● Exercise passage:
_ _ _ _ _ _ _

My baseball team was completed in 1994 with Jordan Powers' successful attainment of his PhD. In his work he employed the Penn State/NCAR model to investigate three cases of mesoscale gravity wave development, evaluating the effects on the developments of such factors as background atmospheric structure, physical processes, and grid resolution. Before closing I would like to remark on two papers that I coauthored, one that appeared early in the post-ECMWF period and the other published this year (2001) with Bill Kuo and associates, which, barring a miraculous recovery of my health, is likely to be my final research contribution. In the first, coauthored with Dan Keyser, we presented a generalization of the Petterssen frontogenesis function and examined its role in the forcing of vertical motion in idealized cyclones. I had developed the basic idea while teaching my graduate synoptic course and showed Dan my class notes during a visit he made to the University of Washington. He informed me that he had recently obtained a similar result and suggested that we collaborate on a paper. I agreed.  But at the time I was in the middle of preparations for my sabbatical leave, precluding any immediate effort on my part. Dan took charge and expanded the topic in his inimitable style, producing a paper that, despite the fact that I can take little credit for its final form, engenders a special feeling of pride. Perhaps this is because the underlying idea was a theoretical oneat least from the standpoint of a lowly synoptic meteorologist.

The second paper dealt with a small or mesoscale cyclone in the Mediterranean Sea that bore a close resemblance to a tropical cyclone. The paper, which appeared in a recent issue of Meteorology and Atmospheric Physics, documented in detail the initial development and subsequent behavior of the storm and tested the ability of the NCAR model to simulate the observed sequence of events. A unique feature of the study, in the sense that I had not employed it previously in my work, was the use, thanks to my collaborators, of adjoint sensitivity to alter the initial conditions at one point in the simulation and from the altered state to obtain a revised forecast. This procedure, in combination with a vortex implant method, resulted in a considerable improvement of the "forecast."

_ _ _ _ _ _ _

● Recorded data:
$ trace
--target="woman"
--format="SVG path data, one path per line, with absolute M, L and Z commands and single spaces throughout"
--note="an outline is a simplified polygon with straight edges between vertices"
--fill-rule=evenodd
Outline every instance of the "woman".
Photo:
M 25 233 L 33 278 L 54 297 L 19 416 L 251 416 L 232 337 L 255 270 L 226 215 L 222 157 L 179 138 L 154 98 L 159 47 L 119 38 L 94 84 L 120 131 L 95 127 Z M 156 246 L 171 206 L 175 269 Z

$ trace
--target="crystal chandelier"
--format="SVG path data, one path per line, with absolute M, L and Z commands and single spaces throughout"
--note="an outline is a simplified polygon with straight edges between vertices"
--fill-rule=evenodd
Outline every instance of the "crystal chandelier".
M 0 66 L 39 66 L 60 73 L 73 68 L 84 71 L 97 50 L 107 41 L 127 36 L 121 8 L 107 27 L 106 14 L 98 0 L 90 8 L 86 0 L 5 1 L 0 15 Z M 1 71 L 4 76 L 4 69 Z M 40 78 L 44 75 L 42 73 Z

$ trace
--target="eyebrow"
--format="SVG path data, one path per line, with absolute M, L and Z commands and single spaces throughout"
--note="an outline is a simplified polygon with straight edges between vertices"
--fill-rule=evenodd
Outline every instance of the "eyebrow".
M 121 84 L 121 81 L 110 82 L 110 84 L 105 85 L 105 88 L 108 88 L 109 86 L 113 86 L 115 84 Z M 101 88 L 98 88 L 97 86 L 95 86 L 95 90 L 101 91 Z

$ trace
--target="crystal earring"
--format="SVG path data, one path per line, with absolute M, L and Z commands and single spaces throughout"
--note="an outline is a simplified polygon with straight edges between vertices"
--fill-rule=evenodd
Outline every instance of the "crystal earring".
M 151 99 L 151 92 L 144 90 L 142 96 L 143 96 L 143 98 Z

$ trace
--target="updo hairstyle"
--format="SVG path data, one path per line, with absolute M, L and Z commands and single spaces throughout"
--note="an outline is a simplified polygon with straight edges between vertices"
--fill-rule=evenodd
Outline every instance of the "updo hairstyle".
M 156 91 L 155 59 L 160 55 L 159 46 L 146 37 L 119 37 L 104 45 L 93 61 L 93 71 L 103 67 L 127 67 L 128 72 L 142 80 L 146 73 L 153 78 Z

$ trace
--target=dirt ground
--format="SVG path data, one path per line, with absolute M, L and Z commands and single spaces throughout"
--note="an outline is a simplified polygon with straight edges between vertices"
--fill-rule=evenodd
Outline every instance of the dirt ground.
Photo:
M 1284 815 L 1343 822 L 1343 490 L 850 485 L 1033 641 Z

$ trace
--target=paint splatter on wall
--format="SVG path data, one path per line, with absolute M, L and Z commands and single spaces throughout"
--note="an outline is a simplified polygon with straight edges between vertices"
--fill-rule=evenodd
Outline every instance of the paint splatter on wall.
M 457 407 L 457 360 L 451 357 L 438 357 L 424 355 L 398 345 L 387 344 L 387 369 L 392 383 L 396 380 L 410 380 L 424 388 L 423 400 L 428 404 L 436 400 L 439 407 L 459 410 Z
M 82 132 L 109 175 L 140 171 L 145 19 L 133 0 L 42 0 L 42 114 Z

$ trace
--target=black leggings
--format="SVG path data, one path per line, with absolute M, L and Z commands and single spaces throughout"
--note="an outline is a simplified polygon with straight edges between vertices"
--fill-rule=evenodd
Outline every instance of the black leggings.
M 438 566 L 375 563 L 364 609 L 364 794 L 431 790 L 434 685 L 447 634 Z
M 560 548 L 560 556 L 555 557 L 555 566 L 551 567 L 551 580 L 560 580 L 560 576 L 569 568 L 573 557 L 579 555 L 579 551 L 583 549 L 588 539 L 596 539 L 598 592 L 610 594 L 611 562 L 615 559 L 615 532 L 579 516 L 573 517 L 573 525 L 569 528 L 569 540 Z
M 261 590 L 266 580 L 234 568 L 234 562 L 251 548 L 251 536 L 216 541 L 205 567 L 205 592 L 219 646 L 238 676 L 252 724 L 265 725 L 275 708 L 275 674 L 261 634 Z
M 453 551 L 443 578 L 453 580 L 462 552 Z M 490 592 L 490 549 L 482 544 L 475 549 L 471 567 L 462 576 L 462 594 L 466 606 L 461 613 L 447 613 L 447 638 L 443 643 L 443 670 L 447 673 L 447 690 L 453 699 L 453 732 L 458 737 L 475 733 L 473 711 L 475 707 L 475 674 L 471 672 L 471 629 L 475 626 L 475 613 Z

_ _ _ _ _ _ _

● Explore the material:
[a] Does the meteorologist's memoir support each of these statements? (i) Jordan Powers used the Penn State/NCAR model to study three cases of mesoscale gravity wave development. (ii) The author began work on the paper with Dan Keyser right away. (iii) The author had used adjoint sensitivity in earlier research. Answer yes or no for each and quote the deciding words.
[b] Carry the meteorologist's memoir forward from its final sentence.
The items have nothing to do with the meteorologist's memoir.

● Answer list:
[a]
(i) Yes: "he employed the Penn State/NCAR model to investigate three cases of mesoscale gravity wave development"
(ii) No: "precluding any immediate effort on my part"
(iii) No: "in the sense that I had not employed it previously in my work"

[b]
In summary, during my early education I demonstrated the capacity for a career in science but felt no strong urge to pursue a scientific career, much less a career in meteorology. It was an accident of World War II that I was shunted into this field as an enlisted man in the Navy and a matter of rare good fortune that I was given the opportunity to obtain a BS degree in Meteorology while still in uniform. However, it was no accident that once introduced to the subject, my future course was set. From the start I loved meteorology with a deep-seated passion and experienced aesthetic feelings toward meteorological phenomena that motivated and sustained my efforts. These emotional attachments lasted throughout my career. Without them it is unthinkable that I could have achieved what I did. My choice of specific research topics was determined or inspired by a number of circumstances, ranging from healthy curiosity, to obligations imposed by others, to opportunities proffered by outside parties, to the occasional desire to strike out in new directions, to contact with directly experienced weather events, and, in my most notable work, to a series of improbable events. In a word there was no common thread except for an insatiable desire to observe and understand atmospheric phenomena.